Records for this task ::
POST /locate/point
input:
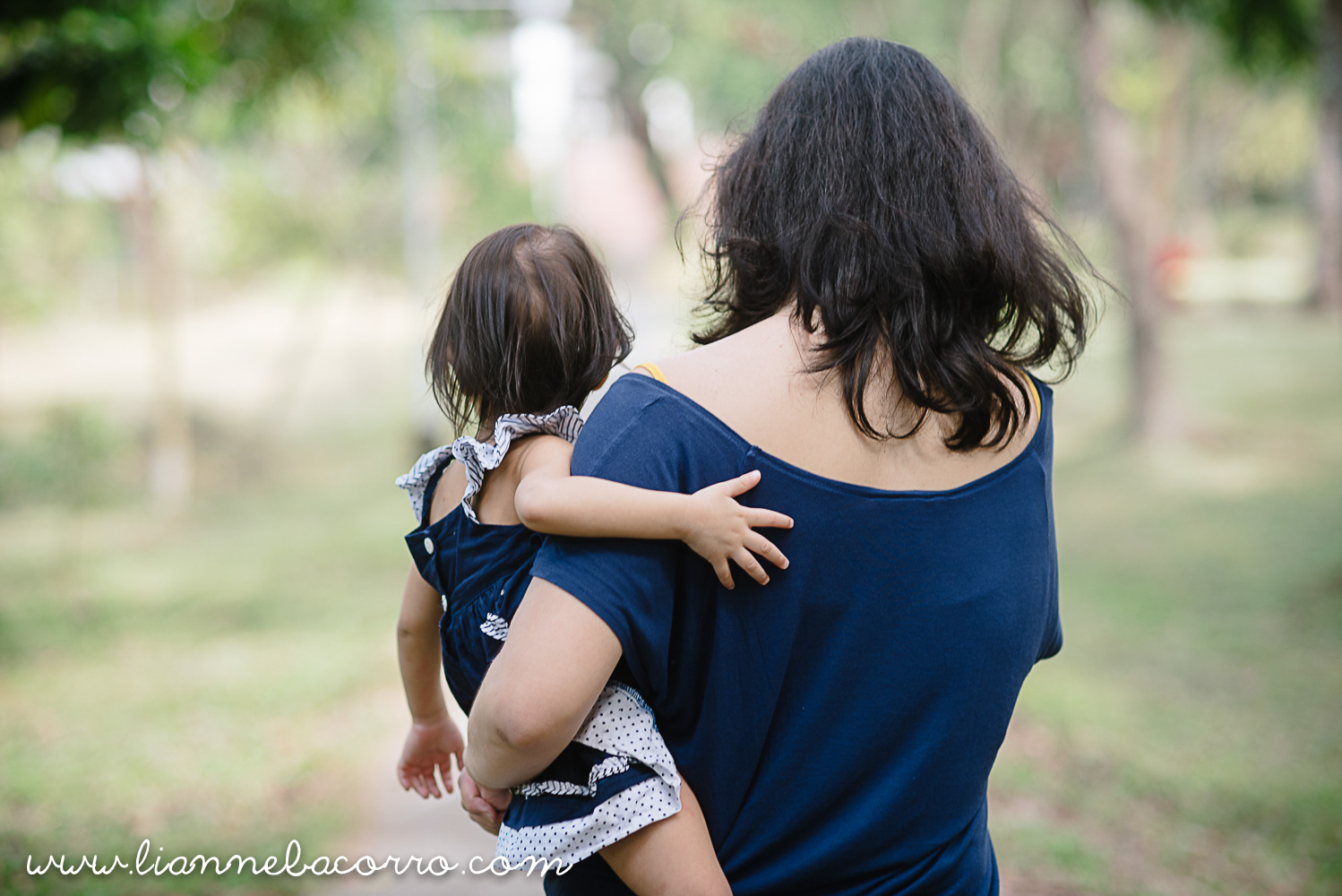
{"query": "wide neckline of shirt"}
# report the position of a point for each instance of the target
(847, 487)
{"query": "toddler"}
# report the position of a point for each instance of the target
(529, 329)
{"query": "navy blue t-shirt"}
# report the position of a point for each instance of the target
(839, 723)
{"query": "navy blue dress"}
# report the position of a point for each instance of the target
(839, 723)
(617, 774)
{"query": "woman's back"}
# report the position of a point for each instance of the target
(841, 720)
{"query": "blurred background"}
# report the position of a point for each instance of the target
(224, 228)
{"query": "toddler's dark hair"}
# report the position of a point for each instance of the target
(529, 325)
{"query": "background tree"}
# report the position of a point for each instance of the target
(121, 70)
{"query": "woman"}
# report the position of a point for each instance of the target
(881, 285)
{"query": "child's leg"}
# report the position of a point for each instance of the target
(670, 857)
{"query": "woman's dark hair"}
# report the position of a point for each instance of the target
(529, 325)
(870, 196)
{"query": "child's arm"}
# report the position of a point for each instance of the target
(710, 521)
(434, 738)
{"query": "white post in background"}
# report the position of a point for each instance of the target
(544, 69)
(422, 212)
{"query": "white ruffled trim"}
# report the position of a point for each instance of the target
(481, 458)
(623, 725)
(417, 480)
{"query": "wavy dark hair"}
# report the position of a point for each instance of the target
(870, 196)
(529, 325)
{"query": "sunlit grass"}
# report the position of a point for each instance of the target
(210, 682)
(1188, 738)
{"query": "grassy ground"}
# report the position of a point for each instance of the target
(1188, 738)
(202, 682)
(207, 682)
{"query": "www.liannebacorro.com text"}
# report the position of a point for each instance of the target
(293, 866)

Exercise :: Return the records exactly. Don't carry the pictures over.

Solution to the exercise ::
POST /locate/point
input:
{"query": "wide neckline of shirt"}
# report the position of a point for each instance of the target
(847, 487)
{"query": "toddler"}
# report the position of a point for each instance of the target
(529, 329)
{"query": "navy blue t-shirt"}
# report the position of a point for each instance of the target
(839, 723)
{"query": "navy blue dress"}
# report the position of a point for each instance of the target
(839, 723)
(617, 774)
{"query": "woman's back"}
# report the position of a point for each instance of the target
(841, 720)
{"query": "blurred background"}
# report the position of a point for each instance of the target
(224, 228)
{"query": "toddler's dark hair"}
# report the position of a point for each instance of the target
(529, 325)
{"query": "background tree"}
# report the position of a point for each instance of the target
(121, 70)
{"query": "woman"}
# report the position of a point for each instance of the target
(881, 285)
{"query": "child's leg"}
# report the position of a point for each instance of the target
(670, 857)
{"query": "woman's dark hair"}
# report the position of a point for each instance of the target
(529, 325)
(870, 196)
{"query": "child's arm"}
# report the position of a point for each instance of the target
(710, 521)
(434, 738)
{"query": "white post in background"}
# report the position of a point for each instance of the target
(544, 69)
(422, 212)
{"query": "white ruffled trim"}
# report the position of a point for each instance of the target
(481, 458)
(623, 725)
(417, 480)
{"query": "wavy dark hair"}
# report the position of a point for each instance of the target
(870, 196)
(529, 325)
{"query": "sunlit grass"}
# report the position of a point for each instance of the target
(210, 682)
(1188, 738)
{"query": "grassy ground"}
# report the position of a point for each instance of the target
(1188, 738)
(202, 682)
(207, 682)
{"query": "www.liannebacorro.com text"}
# report the position of a point for each instance of the target
(293, 866)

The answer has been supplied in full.